- **Document section**
'''

The Calgary Flames are a professional ice hockey team based in Calgary, Alberta, Canada. The team is a member of the Pacific Division in the Western Conference of the National Hockey League (NHL). The Flames arrived in Calgary in 1980 after transferring from the city of Atlanta, Georgia, where they were known as the Atlanta Flames from their founding in 1972 until relocation.

There have been nine general managers in Flames' history. The first was Cliff Fletcher, who left his position as the assistant general manager of the St. Louis Blues to become the first general manager of the Atlanta Flames in 1972. Fletcher remained with the Flames through their transfer to Calgary, ultimately holding the position for 19 years until he left to become the president and general manager of the Toronto Maple Leafs in 1991. Fletcher built a team that twice won the Presidents' Trophy as the top performer in the regular season, and won the Stanley Cup in 1989. Fletcher earned the nickname "Trader Cliff" for his willingness to make high-profile deals. He is best remembered for his trades that brought Alberta native Lanny McDonald to Calgary from the Colorado Rockies in 1981, and the acquisition of Doug Gilmour as part of a seven-player deal in 1988. Fletcher was inducted into the Hockey Hall of Fame as a builder in 2004.

Doug Risebrough succeeded Fletcher in 1991 and quickly completed a ten-player deal, the largest in NHL history, with Fletcher's Leafs. The deal sent Gilmour and four players to Toronto, while former 50-goal scorer Gary Leeman came to Calgary with four others. The trade transformed both teams; the Leafs quickly developed into playoff contenders, while Leeman scored only 11 goals in a Flames uniform. Risebrough remained the Flames' general manager until 1995.

Al Coates was named the third general manager in team history in 1995. He held the position for five seasons, during which the Flames qualified for the playoffs only once. Craig Button replaced Coates in 2000, and in three years as general manager failed to qualify for the playoffs. Button was fired following the 2002–03 season and replaced with Darryl Sutter, who was serving as the team's head coach.

'''

- **Entries provided**
'''

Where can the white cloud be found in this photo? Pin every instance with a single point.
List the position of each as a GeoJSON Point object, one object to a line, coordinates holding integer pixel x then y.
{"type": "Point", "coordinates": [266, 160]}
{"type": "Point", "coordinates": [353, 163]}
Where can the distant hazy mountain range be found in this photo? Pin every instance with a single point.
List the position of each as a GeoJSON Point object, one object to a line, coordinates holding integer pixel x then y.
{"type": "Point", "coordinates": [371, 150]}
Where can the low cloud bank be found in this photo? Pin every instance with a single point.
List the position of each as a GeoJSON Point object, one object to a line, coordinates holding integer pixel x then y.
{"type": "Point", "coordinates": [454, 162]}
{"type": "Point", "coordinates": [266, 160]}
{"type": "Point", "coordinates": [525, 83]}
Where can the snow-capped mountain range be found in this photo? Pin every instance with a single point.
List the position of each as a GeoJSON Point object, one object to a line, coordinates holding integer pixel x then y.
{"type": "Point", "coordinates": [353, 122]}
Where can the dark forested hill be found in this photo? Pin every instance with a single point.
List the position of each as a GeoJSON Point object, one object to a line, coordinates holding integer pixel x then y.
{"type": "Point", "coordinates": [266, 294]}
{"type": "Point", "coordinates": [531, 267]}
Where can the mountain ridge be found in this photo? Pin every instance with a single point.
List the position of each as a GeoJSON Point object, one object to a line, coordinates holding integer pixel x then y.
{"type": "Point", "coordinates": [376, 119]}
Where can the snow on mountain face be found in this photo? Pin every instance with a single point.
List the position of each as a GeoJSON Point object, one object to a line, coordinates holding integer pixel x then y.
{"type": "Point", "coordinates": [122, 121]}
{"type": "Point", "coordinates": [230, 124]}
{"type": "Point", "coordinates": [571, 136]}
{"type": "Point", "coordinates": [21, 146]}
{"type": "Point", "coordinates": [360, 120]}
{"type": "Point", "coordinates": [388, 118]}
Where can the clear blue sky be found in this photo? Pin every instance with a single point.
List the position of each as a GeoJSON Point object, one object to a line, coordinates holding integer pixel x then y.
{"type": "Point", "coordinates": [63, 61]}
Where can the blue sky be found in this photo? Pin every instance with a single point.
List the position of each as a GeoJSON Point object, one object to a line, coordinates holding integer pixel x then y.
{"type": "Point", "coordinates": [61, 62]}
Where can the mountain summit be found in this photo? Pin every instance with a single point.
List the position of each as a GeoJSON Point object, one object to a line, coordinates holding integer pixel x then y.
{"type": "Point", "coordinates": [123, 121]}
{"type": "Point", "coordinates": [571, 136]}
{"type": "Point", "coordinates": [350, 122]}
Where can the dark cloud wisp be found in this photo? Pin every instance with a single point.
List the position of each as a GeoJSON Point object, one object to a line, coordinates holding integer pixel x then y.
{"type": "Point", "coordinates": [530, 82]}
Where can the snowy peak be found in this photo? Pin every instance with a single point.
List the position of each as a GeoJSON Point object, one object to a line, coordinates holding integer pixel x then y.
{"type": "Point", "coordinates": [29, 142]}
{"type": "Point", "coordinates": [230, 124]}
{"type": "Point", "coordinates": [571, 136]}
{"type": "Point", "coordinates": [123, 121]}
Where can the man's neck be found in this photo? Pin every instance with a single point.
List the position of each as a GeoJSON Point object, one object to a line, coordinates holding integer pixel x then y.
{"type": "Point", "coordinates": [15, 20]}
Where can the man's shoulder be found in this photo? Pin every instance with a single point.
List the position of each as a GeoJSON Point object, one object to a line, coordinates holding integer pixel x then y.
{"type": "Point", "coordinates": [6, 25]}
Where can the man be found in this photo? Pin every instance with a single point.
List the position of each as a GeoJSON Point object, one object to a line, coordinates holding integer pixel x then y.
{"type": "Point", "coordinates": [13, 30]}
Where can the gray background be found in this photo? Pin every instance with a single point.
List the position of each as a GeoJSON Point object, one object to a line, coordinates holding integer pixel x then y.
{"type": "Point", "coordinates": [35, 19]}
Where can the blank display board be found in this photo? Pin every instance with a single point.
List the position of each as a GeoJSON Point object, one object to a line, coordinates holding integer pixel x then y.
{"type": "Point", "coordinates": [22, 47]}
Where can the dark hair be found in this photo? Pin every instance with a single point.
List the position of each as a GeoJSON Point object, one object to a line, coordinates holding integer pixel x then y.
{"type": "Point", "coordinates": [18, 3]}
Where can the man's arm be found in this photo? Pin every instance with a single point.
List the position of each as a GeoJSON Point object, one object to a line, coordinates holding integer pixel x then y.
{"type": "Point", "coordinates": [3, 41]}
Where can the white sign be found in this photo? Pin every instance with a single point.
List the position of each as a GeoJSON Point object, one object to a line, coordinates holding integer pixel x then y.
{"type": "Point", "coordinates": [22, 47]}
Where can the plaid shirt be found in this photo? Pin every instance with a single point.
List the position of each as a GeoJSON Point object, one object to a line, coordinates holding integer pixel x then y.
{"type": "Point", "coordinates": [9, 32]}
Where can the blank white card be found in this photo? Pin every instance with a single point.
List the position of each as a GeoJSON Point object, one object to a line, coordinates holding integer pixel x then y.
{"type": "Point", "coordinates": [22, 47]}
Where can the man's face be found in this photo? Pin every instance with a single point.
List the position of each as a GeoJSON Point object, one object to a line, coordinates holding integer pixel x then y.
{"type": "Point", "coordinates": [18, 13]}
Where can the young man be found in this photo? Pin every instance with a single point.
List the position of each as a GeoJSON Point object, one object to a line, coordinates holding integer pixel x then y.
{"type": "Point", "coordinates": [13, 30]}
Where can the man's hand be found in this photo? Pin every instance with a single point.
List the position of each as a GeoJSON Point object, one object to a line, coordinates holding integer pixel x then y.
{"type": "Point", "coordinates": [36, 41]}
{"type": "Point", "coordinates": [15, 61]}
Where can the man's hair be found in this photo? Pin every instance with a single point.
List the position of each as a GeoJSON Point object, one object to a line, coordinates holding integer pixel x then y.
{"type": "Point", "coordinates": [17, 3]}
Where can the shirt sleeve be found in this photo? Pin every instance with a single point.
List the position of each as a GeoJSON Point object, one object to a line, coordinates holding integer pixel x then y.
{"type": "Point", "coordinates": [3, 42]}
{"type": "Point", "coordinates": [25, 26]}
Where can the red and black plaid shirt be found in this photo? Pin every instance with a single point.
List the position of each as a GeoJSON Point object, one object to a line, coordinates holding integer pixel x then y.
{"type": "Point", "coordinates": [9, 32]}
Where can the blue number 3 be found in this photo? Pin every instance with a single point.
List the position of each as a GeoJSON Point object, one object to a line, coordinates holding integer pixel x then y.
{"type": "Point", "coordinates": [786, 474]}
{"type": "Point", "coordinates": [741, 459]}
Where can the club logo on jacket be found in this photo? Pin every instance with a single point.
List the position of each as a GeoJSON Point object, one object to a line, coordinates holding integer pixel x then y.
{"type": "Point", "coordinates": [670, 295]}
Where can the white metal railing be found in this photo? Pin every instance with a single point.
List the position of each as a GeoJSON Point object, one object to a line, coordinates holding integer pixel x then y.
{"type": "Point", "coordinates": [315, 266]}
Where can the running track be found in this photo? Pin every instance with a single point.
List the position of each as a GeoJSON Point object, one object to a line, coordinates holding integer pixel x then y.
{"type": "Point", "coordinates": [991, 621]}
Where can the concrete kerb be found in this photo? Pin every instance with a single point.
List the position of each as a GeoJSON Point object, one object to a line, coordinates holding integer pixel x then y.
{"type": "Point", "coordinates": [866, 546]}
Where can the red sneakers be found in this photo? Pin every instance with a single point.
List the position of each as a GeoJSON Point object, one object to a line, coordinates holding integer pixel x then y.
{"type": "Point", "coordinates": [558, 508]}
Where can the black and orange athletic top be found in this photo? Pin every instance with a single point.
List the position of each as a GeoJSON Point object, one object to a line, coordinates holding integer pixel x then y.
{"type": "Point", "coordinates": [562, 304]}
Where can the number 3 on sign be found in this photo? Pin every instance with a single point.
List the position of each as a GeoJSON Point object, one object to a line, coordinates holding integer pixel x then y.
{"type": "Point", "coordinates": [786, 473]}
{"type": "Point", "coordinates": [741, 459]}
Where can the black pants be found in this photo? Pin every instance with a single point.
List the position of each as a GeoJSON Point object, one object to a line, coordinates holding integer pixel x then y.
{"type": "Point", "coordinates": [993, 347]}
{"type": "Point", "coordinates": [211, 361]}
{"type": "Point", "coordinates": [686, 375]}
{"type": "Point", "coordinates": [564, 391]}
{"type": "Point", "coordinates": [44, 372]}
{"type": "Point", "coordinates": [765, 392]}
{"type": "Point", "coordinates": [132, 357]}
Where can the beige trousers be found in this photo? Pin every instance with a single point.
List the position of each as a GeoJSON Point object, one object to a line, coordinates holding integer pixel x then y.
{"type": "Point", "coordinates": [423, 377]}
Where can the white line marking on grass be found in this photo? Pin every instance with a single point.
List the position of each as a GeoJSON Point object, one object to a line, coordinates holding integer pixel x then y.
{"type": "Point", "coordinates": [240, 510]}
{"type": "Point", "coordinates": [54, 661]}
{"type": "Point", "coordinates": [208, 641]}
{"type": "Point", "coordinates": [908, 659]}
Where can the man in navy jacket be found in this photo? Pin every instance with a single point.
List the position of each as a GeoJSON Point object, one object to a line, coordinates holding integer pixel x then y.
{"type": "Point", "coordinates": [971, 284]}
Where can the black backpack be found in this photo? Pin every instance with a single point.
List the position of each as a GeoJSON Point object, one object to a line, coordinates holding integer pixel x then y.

'''

- **Exercise details**
According to the Calgary Flames text, what nickname did Cliff Fletcher earn? Please draw only on the Calgary Flames text, not on the data.

- **Result of the exercise**
"Trader Cliff"